■ **К выполнению**
A – Выпишите без изменений фрагмент текста о художественной инженерии, который начинается со слов, содержащих «Что такое искусство?», и заканчивается словами «социально-техническую точку зрения.».
B – Ответьте по тексту о художественной инженерии на вопросы:
(i) Какое слово названо корнем слова «искусство»?
(ii) В каком производстве работали Родченко и Лавинский?
(iii) Сколько станков у Куваевской фабрики?

■ **Источник**
::::

На противоположной точке зрения стоят защитники художественной инженерии. Художник должен стать на уровень высокой индустрии. Но что это значит? Это значит уметь организовать процесс в его целом, это значит стать инженером, понять производство в задачах развития самого производства.

Что такое искусство? Корень этого слова — искусный. Художник в каждой области делает «лучше». Он делает квалифицированней. До настоящего времени эти способности проявлялись индивидуалистично. Задачей является сделать высоко-квалифицированным весь производственный процесс в его целом.

Любопытно то, что когда ставится вопрос о необходимости для художника обучаться экономике, то инженерами задается обратный вопрос: почему бы инженеров не обучать искусству? Основной недостаток этой точки зрения тот, что современное искусство ничему не может учить инженера. Прежде, чем сам художник не сумеет реорганизовать свое творчество, он не сможет быть полезным в производстве. Нужен кадр художников, который научился бы знать материал в его целесообразной организованности. Для художника необходимо стать на социально-техническую точку зрения.

Значение представителей урбанистического (городского) искусства последнего периода заключается в том, что эти художники отказались делать изобразительные композиции. Они стали конструировать, занялись организацией материалов. К чему, однако, все эти «штучки», конструкции из стекла, дерева, проволоки и прочих материалов? Правда, что все это — эстетические вещи, они не нужны, и все же этот переход имеет огромное значение. Художники пробовали обрабатывать материал, они отказались от творчества иллюзорных вещей, и дальнейшим шагом для этой передовой группы художников-конструктивистов явился отказ от беспредметных конструкций. Два года уже эти художники не делают беспредметных вещей. Татлин работал в металлообрабатывающей промышленности. Родченко и Лавинский — в полиграфическом производстве. ОБМОХУ — в текстильном производстве; Попова, Степанова — на театре.

Глубоко печально то, что нынешнее производство слабо развито. Кое-что можно было бы все же сделать. Один станок, например, из 20-станковой Куваевской фабрики перевести на экспериментальную работу. Такого же рода опыты проделать и в других областях. На деле, однако, такого рода работы поставить нельзя, так как и со стороны коммунистической партии, и профсоюзов государства наблюдается безучастное к этому отношение. Что же можно сделать сейчас? Ликвидировать старую буржуазную эстетику, вводить элементы целесообразности. Революционизировать новые продукты в пределах возможного (считаясь с рынком). Опыты делать необходимо, на экономическом состоянии рынка это не отразится. Нужно в РСФСР ставить и решать эти задачи.

::::

■ **Листинг**

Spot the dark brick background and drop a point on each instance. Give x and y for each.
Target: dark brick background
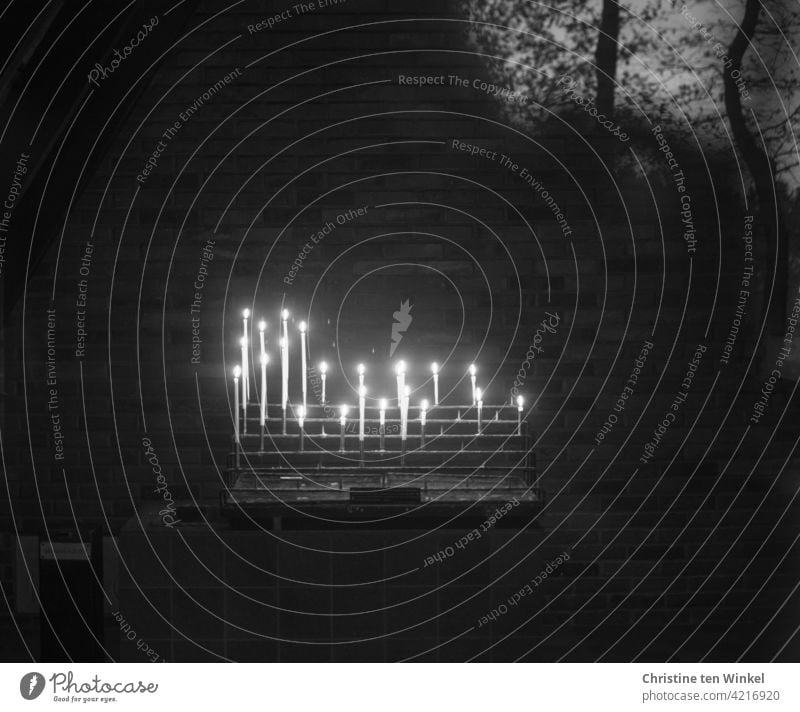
(309, 132)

::::

■ **Ответы к заданиям**
A –
Что такое искусство? Корень этого слова — искусный. Художник в каждой области делает «лучше». Он делает квалифицированней. До настоящего времени эти способности проявлялись индивидуалистично. Задачей является сделать высоко-квалифицированным весь производственный процесс в его целом.

Любопытно то, что когда ставится вопрос о необходимости для художника обучаться экономике, то инженерами задается обратный вопрос: почему бы инженеров не обучать искусству? Основной недостаток этой точки зрения тот, что современное искусство ничему не может учить инженера. Прежде, чем сам художник не сумеет реорганизовать свое творчество, он не сможет быть полезным в производстве. Нужен кадр художников, который научился бы знать материал в его целесообразной организованности. Для художника необходимо стать на социально-техническую точку зрения.

B –
(i) Искусный.
(ii) В полиграфическом.
(iii) Двадцать.